**Problem to solve:** Return the lines below that contain the word "thumb".

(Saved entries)
-- -- --

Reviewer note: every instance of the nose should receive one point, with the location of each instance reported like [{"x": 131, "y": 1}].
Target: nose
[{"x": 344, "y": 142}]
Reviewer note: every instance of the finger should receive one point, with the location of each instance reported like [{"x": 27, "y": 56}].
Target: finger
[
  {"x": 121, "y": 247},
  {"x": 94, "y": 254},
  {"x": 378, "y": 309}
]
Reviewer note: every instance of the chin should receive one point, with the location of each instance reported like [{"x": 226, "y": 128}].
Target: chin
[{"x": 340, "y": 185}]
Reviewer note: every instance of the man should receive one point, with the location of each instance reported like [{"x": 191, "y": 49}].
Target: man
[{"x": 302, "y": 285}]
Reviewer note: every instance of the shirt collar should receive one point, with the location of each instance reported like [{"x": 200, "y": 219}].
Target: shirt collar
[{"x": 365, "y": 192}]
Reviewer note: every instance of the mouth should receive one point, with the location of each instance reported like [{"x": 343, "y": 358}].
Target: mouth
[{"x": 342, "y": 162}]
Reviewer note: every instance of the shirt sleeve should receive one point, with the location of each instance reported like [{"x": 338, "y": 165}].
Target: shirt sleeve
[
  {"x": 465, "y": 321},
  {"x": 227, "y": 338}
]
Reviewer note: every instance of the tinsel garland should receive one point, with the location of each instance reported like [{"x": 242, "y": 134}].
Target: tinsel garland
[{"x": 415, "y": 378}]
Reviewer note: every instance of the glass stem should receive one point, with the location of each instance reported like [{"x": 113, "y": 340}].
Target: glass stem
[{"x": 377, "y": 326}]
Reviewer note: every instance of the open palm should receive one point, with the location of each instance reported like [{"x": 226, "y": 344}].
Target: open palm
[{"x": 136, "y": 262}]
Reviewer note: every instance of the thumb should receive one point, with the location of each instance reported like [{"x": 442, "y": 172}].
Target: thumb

-- -- --

**Exercise solution:**
Reviewer note: every instance of the thumb should receive one point, with the location of each instance reported like [{"x": 442, "y": 172}].
Target: thumb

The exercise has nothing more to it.